TEXT BLOCK ->
^^^^^^^^^^^^^^^^

8.  Psych-Out  (1968).

Check out Jack’s ponytail!

This hippie exploitation film begins with deaf girl Susan Strasburg arriving in the Summer of Love Haight Asbury, looking for her disappeared brother.  She enters a hippie coffee house, where hippie band leader Jack Nicholson takes her under his wing (and then, well, just under him).  When we first see him, Jack looks like he has the usual Jack haircut, but when he first turns his head, he reveals a ponytail glued on to the back of his head.  Another hippie, Dean Stockwell helps out as various characters do psychedelic drugs and some of them freak out.  When our crew finds the lost brother, he turns out to be a totally acid-fried Bruce Dern, bearded and robed like Jesus.  Bruce Dern as a schizophrenic Jesus – you just can’t expect anything better than that!

9.  The Trip (1967).

It was the Bad Acid
It was the Bad Acid

Roger Corman produced and directed this time-capsule exploitation film written by Jack Nicholson.   TV director Peter Fonda decides to take LSD.  After buying acid from Dennis Hopper (there’s a stretch!), the plan is for Fonda to trip at his friend Bruce Dern’s house.  Now is it a good idea to entrust someone tripping for the first time to Bruce Dern?  Of course not!  Fonda wanders off and wall-bangs nightmarishly down Sunset Boulevard.

10.  King David  (1985).

Gere, clothed, in KING DAVID
Gere, clothed, in KING DAVID

This movie makes the list just for the Diaper Dance sequence.  At 1:10:25 into the film, Richard Gere plays David entering Jerusalem as the new king and dancing into the city in rapturous, triumphant worship.  Gere is clad only in Bronze Age underwear, which, let’s face it, looks like a diaper.  His spasmodic dance resembles someone in the fifth hour of a Grateful Dead concert who had taken the brown acid.  I own the DVD, and my guests have one of two reactions: a) dissolving into giggles that morph into guffaws; or 2) jaw-dropping silence, followed by “Why hasn’t Richard Gere destroyed all the copies of this?”

^^^^^^^^^^^^^^^^

QUESTIONS TO ANSWER ->
a: According to the film list, at what point in King David does the Diaper Dance sequence begin?
b: Write out the part of the film list between "Check out Jack’s" and "better than that!", inclusive.
The items that come after the film list are separate material.

Data for grounding referring expressions

^^^^^^^^^^^^^^^^

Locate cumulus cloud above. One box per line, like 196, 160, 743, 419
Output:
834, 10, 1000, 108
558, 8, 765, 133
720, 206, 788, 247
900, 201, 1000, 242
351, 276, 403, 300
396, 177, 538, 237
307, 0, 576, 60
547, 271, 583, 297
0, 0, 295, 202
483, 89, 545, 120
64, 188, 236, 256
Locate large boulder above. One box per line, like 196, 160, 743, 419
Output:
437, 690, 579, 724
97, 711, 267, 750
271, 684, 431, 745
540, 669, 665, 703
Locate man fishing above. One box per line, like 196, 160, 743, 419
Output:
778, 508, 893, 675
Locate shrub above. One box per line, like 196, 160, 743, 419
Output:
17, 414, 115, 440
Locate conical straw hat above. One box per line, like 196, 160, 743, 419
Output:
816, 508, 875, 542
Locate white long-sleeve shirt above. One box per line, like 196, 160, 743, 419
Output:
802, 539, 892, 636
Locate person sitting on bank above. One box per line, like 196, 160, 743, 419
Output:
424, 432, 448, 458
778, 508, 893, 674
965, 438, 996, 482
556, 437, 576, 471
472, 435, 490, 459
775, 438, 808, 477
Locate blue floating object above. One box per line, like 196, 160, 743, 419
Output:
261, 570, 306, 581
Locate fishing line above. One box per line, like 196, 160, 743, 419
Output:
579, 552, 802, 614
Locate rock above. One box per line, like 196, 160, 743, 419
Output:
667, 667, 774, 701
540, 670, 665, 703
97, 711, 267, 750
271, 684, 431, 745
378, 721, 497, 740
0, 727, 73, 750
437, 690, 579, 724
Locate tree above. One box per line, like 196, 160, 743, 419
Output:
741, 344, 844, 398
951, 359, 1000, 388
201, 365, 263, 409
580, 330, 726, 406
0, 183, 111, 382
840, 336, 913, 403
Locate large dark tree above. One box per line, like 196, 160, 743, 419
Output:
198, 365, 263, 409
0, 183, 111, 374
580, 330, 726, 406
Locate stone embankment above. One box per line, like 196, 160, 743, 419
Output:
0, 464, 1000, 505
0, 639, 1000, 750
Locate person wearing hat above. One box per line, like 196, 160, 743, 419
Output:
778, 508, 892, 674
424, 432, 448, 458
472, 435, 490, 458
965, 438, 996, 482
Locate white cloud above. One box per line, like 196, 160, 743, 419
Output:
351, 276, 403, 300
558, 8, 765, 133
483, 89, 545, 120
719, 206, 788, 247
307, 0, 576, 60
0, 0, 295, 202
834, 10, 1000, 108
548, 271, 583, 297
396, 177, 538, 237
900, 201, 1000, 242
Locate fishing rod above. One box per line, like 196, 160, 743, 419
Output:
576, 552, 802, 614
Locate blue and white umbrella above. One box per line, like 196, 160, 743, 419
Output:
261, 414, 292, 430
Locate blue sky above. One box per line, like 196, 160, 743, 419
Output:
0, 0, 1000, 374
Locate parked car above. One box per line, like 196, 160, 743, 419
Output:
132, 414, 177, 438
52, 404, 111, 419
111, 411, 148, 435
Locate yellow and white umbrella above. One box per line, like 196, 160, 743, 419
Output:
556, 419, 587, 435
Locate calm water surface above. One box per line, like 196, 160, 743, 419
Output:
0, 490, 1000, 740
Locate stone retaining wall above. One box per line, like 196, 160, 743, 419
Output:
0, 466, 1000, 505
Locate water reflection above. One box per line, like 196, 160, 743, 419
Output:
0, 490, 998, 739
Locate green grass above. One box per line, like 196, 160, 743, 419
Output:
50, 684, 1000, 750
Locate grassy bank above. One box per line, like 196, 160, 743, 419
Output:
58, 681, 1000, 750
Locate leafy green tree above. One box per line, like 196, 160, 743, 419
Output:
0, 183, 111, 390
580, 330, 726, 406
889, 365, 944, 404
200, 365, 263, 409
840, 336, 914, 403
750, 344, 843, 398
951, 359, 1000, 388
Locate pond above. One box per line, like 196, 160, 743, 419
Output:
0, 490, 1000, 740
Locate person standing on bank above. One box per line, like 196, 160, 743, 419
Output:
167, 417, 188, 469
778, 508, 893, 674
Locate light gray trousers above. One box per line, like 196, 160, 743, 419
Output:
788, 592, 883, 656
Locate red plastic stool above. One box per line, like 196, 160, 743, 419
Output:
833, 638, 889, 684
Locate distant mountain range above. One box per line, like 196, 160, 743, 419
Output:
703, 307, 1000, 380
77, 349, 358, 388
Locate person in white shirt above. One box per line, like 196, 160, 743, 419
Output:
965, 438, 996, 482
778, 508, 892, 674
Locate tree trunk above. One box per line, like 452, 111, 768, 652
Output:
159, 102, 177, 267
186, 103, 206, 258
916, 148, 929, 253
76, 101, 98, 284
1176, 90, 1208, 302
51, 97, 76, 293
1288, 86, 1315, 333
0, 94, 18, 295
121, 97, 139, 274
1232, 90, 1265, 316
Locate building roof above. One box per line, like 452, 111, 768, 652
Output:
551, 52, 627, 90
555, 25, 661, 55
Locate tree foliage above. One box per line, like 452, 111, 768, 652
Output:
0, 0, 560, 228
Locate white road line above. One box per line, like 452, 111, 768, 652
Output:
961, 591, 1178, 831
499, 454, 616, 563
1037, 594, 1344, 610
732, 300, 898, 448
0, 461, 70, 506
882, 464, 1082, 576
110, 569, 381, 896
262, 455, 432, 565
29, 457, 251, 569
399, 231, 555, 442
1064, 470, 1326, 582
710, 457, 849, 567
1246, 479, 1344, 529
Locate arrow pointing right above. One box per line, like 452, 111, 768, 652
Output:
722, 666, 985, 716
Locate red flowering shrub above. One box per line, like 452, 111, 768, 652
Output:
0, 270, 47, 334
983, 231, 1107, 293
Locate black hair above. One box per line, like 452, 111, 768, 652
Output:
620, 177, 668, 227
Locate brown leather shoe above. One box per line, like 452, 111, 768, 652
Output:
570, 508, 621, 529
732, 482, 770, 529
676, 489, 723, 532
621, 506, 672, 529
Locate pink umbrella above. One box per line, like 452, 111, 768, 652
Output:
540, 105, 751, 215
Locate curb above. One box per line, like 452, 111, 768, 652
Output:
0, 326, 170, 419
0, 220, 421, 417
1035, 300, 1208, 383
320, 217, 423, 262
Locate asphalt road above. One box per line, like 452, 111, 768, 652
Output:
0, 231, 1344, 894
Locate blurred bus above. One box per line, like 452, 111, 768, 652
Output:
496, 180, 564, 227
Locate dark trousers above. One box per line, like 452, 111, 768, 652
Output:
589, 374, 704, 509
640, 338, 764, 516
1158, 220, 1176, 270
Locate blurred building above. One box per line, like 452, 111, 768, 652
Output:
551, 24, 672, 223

^^^^^^^^^^^^^^^^

PROBLEM SOLUTIONS ->
a: It begins 1:10:25 into the film.

b:
Check out Jack’s ponytail!

This hippie exploitation film begins with deaf girl Susan Strasburg arriving in the Summer of Love Haight Asbury, looking for her disappeared brother.  She enters a hippie coffee house, where hippie band leader Jack Nicholson takes her under his wing (and then, well, just under him).  When we first see him, Jack looks like he has the usual Jack haircut, but when he first turns his head, he reveals a ponytail glued on to the back of his head.  Another hippie, Dean Stockwell helps out as various characters do psychedelic drugs and some of them freak out.  When our crew finds the lost brother, he turns out to be a totally acid-fried Bruce Dern, bearded and robed like Jesus.  Bruce Dern as a schizophrenic Jesus – you just can’t expect anything better than that!